Task brief ▸
Copy the runaway diesel stories between "Made for an" and "mill hands laughed.", inclusive, substituting "work truck" for "service truck".

Source passage ▸
* begin *

Run away diesel!?

Happens! Particularly when rebuilding one. It also why you ALWAYS have something handy to slap over the intake. A runaway will go to explosion in fractions of a second.
 
When I was in the Marine Corps and deployed to a Nationalist Chinese Air Force Base on Taiwan, we were operating under field conditions and had two 50 KW diesel generators powering the mess tent.

One evening during supper, when the mess tent was full, one of the generators ran away. I don't know what caused it, governor failure or whatever, but rpm of the engine just kept going higher and higher until it was screaming. Everyone watched, but no one was about to go near it. Finally something broke internally and it wound down and stopped.

Made for an interesting meal.
 
Story I heard was of a propane pipeline repair crew. Drove a TLB too close to a gas leak. The engine pulled in the gas fumes and went into
runaway.
 
Local boy just out of a diesel school in Nashville, Tenn was smart but had little experience went to work for a repair shop and was called to do a service at a sawnill, The Detroit 6-71 was under a sheetmetal shed had no muffler, When the engine started the guy thought it was overspeeding and ran back to the service truck. He had not heard a Detroit start normally under a tin roof. The mill hands laughed.
 
Hi, as some one mentioned, I had something
similar. I was installing a sewer line at a new
house and I was just at p/l when my backhoe
pulled a gas line out of the dresser sleeve. The
natural gas got sucked into the breather and
engine really rev'd up. I knew what happened but it
sure gives you a few anxious moments. I raised the
boom and drove ahead some feet. It came back to
normal. I had that happen 2 times in 30 years. Ed
Will Oliver BC
 
I was trapped in a housing on a generator. When one took off. No way to get to anything had to wait in the corner. Until it let go. Not a good day for me. Think my shorts turned brown.

* end *

Supplied information ▸
* begin *

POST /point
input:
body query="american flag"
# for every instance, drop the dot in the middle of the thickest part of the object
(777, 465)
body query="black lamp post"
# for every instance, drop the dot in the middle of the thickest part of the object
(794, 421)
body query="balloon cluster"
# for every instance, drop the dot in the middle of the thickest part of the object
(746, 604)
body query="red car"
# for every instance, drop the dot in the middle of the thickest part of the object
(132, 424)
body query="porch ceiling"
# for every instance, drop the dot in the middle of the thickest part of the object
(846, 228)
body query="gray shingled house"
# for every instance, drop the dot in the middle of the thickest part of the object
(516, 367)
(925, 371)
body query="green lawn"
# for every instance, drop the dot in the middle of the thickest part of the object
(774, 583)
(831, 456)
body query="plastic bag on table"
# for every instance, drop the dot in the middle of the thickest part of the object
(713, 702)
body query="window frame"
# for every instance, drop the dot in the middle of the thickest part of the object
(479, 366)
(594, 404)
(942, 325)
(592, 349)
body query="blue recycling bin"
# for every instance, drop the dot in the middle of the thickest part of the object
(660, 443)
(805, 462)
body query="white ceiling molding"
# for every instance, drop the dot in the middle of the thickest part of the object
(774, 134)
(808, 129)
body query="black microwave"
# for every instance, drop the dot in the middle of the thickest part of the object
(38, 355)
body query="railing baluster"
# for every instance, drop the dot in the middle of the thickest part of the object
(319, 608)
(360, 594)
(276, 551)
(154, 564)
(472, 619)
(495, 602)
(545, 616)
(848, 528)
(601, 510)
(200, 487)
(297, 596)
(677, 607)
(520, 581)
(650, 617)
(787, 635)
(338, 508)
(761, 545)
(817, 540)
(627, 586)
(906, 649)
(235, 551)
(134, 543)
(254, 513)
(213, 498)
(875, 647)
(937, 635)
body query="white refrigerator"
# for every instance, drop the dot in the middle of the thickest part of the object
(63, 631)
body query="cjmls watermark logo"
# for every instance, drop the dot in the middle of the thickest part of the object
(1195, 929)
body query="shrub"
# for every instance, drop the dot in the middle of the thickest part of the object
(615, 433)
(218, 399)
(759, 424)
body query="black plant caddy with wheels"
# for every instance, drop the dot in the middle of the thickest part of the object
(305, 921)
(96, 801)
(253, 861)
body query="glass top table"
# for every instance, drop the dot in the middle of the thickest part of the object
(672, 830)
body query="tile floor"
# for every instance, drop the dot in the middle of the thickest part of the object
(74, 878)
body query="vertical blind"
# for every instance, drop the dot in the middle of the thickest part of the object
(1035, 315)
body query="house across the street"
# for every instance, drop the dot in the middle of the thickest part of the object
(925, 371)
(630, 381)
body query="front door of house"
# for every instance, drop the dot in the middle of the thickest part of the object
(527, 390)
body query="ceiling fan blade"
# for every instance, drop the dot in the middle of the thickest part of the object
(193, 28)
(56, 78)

* end *

Exercise answer ▸
Made for an interesting meal.
 
Story I heard was of a propane pipeline repair crew. Drove a TLB too close to a gas leak. The engine pulled in the gas fumes and went into
runaway.
 
Local boy just out of a diesel school in Nashville, Tenn was smart but had little experience went to work for a repair shop and was called to do a service at a sawnill, The Detroit 6-71 was under a sheetmetal shed had no muffler, When the engine started the guy thought it was overspeeding and ran back to the work truck. He had not heard a Detroit start normally under a tin roof. The mill hands laughed.